OBJECTIVE:
Can you rename "parsley stem" to "herb stalk" everywhere in the listing below, keeping everything else unchanged and leaving the pictures out of your answer?

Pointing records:
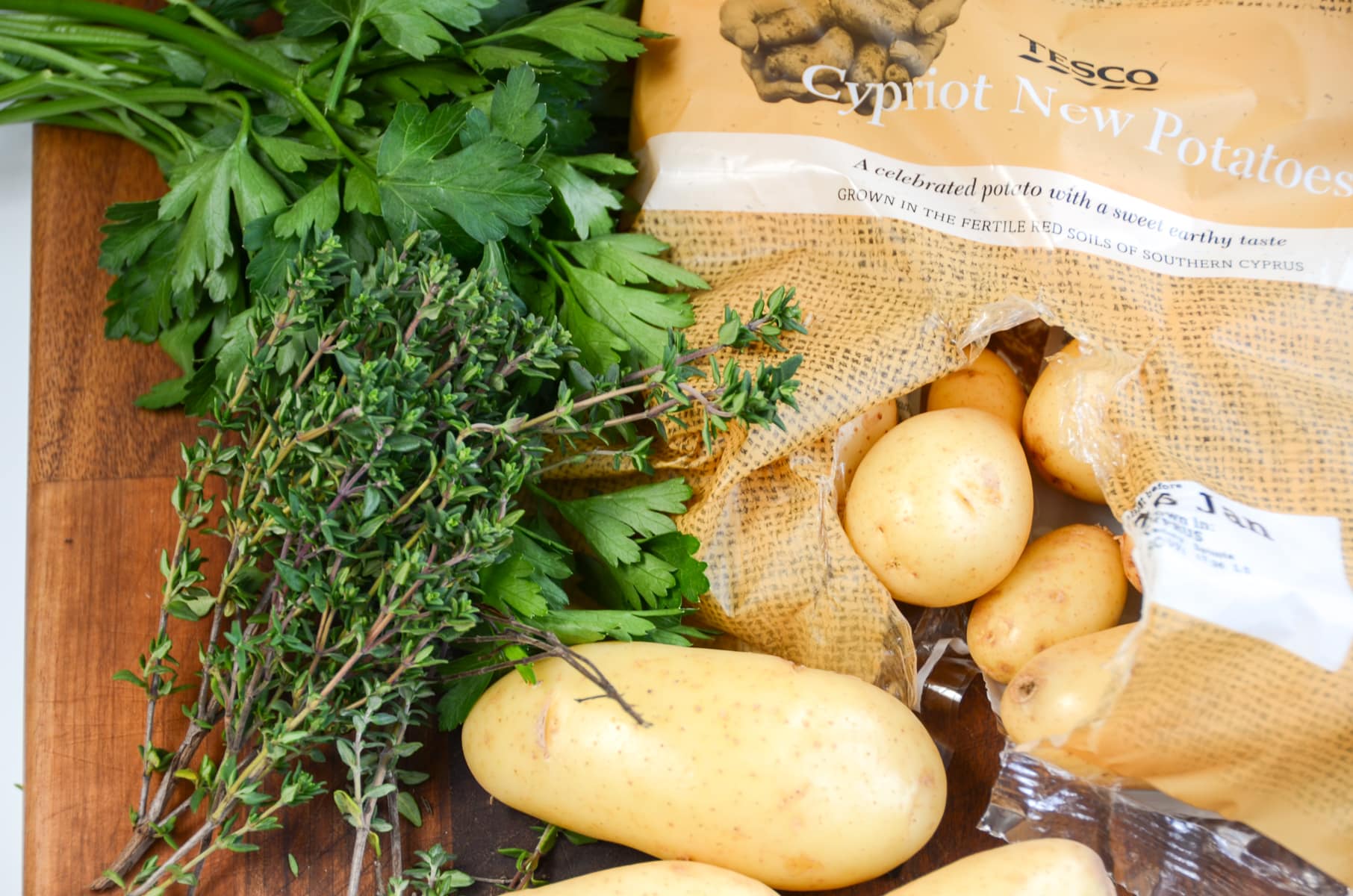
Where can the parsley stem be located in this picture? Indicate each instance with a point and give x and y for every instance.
(248, 68)
(98, 121)
(75, 105)
(323, 61)
(52, 56)
(340, 75)
(126, 101)
(71, 34)
(205, 19)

OUTPUT FOR THIS EXERCISE:
Where can the herb stalk be located in this picture? Indicate each instance with a point and give x and y for every instance.
(248, 68)
(98, 121)
(75, 105)
(323, 61)
(52, 56)
(340, 75)
(126, 101)
(71, 34)
(205, 19)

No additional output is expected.